**Directive**
Edit the items that follow by replacing each instance of "integer pixel coordinates" with "whole-number pixel coordinates", leaving everything else unchanged. Exclude the pictures from your answer.

**Supplied entries**
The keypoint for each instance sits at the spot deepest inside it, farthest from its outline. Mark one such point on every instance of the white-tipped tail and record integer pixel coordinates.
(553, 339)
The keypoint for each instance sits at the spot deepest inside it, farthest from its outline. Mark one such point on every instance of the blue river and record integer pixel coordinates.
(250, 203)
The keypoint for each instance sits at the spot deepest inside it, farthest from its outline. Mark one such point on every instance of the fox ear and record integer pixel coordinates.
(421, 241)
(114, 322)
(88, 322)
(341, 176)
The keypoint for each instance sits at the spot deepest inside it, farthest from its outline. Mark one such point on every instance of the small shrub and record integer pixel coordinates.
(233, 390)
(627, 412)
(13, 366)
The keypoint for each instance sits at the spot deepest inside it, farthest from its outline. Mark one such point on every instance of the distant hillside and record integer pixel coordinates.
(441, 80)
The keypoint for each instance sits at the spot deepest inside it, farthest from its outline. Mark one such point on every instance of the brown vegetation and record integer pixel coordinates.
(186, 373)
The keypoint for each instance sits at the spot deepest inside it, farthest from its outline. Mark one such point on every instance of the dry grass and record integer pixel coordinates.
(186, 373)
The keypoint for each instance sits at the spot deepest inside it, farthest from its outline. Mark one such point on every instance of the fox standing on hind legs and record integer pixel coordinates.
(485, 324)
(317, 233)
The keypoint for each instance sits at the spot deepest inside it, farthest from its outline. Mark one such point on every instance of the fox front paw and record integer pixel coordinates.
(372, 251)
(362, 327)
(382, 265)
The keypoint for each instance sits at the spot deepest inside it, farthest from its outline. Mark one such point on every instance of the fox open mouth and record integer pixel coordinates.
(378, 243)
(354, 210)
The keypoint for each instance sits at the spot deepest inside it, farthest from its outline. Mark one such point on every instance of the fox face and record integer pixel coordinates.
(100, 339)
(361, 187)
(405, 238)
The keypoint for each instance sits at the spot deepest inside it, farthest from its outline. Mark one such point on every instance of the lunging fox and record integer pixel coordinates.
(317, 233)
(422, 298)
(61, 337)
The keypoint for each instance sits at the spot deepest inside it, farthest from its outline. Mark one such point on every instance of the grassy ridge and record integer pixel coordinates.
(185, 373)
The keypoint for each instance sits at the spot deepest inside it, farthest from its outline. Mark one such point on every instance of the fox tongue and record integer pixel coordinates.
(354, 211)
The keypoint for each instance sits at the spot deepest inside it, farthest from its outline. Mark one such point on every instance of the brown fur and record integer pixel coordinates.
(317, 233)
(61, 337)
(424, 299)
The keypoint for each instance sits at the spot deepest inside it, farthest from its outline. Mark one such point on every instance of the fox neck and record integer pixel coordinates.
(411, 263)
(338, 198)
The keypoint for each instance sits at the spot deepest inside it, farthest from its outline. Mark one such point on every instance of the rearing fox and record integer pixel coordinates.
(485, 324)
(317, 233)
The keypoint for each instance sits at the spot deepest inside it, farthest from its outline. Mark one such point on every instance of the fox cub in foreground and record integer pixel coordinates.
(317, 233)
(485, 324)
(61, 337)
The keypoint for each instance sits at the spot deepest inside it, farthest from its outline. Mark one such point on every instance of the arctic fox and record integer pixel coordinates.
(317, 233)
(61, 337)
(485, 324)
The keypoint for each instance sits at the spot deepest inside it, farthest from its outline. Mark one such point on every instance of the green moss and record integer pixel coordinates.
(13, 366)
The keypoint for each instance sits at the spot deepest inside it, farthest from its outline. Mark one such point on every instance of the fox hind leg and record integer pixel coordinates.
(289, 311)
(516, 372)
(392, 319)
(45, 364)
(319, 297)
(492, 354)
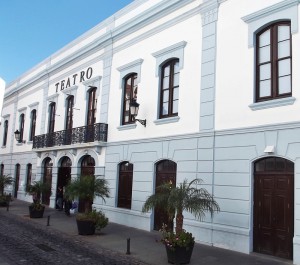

**The output**
The keypoint for each instance sits at the spot deepest inside it, farthest from its outline. Mark one such point on every instance of the white-tipped tail and record whole-number pixel coordinates.
(553, 339)
The keypoint for each instance sits at the spot deepest inside it, farthest from its outline. Mark one such point on every instance of the blue river and record whole-number pixel coordinates.
(250, 203)
The keypoint for each instance sits at the spot deepest inside it, farthest from its outline. Mark one such point on every instance of the fox ear and record whole-number pixel coordinates.
(421, 241)
(114, 322)
(88, 322)
(341, 176)
The keypoint for each instance sits at the spot deepest inside it, farthest from its outline. Mark one such point on every instance of the small shrub and record whole-number pixel coordinates.
(233, 390)
(627, 412)
(13, 366)
The keypoint for each instance sits at the spot deepest inside it, farthest from its outline. Mark one such point on every instance of the distant hillside and record whole-number pixel coordinates.
(441, 80)
The keypoint for each instance sits at the spot deepest inside it, farthest from its outline. Mark one such point on every instance of the brown vegetation and record whole-number pixel coordinates.
(186, 373)
The keypoint for each instance sits at the spot deepest inside it, farthest from its outline. Mark one such point on every instance of the dry grass and record whole-number pixel coordinates.
(186, 373)
The keypoint for each instance sits at the spot deepest inside it, farthest from its outline. Mark one such point on every instance of the fox standing on hind legs and record whole-number pixel coordinates.
(485, 324)
(317, 233)
The keypoint for each instance sits at the spot deepest inside it, farthest from its outline. Mark one such point on every instance of the fox front paw and record whole-number pixel coordinates.
(372, 251)
(362, 327)
(382, 265)
The keypoint for each instance sits at the spot deepest inside it, farthest from its outline. Mark one such point on every instance of the fox open mouth and record whole-number pixel coordinates.
(378, 243)
(354, 210)
The keypoint for each instance sits at the spot deepest inside it, farthest from its outline. Mark one such point on every instance of the fox face and record whole-number pixel coordinates.
(100, 339)
(361, 187)
(405, 238)
The keypoint for each instance sits at the spot deepest inside it, farthest from its outline. Mark one such point on every instance of the lunging fox and record whole-number pixel coordinates.
(317, 233)
(422, 298)
(61, 337)
The keypoint for each instance sits at the spot deepest inside it, farthest from its outline. Mark one such point on every instance of the grassy ridge and record whole-number pixel coordinates.
(185, 373)
The keypoint for each instance sits at the spot deepest inside it, farthest from its outline. Mark one such point on every instance of the fox tongue and record whole-number pixel coordinates.
(354, 211)
The keypoint for each instance sits at the spot deepest inside it, farthest from its outline. Mark one such point on every instance of the brown fur and record whole-number pixel coordinates.
(317, 233)
(61, 337)
(424, 299)
The keypoint for each instance sits at the spot deepest inside it, farthest from its outline. Mark one such point on every instance of the fox neck and record whole-number pixel coordinates.
(411, 263)
(338, 198)
The keypoint for each instance sits at the spot deepest inside it, farthest from its outline. Mark one such point on every instance of the rearing fox and record whole-number pixel coordinates.
(485, 324)
(317, 233)
The keypoint for each instance sits at the spot deepest inside it, farthest from its outline. Mark one such point on every instance of the fox cub in foreground and record whole-number pixel coordinates.
(317, 233)
(485, 324)
(61, 337)
The keypoint for each instance sits at the spot deepest inside it, farthest from its outline. Mark one such point on every instance of the arctic fox and record whole-number pixel coordinates.
(317, 233)
(61, 337)
(485, 324)
The keypoint for each instance sits at the spot deepest inside it, farthest from its outline. Mark one such point on every instance of the green moss and record whole-number pixel coordinates.
(13, 366)
The keypoint for each instance sits at the spot deepest inside it, farthest from its outline. Mark one such point on every instance of the fox hind leg and record whole-number pixel coordinates.
(289, 311)
(516, 372)
(392, 319)
(45, 364)
(319, 297)
(492, 354)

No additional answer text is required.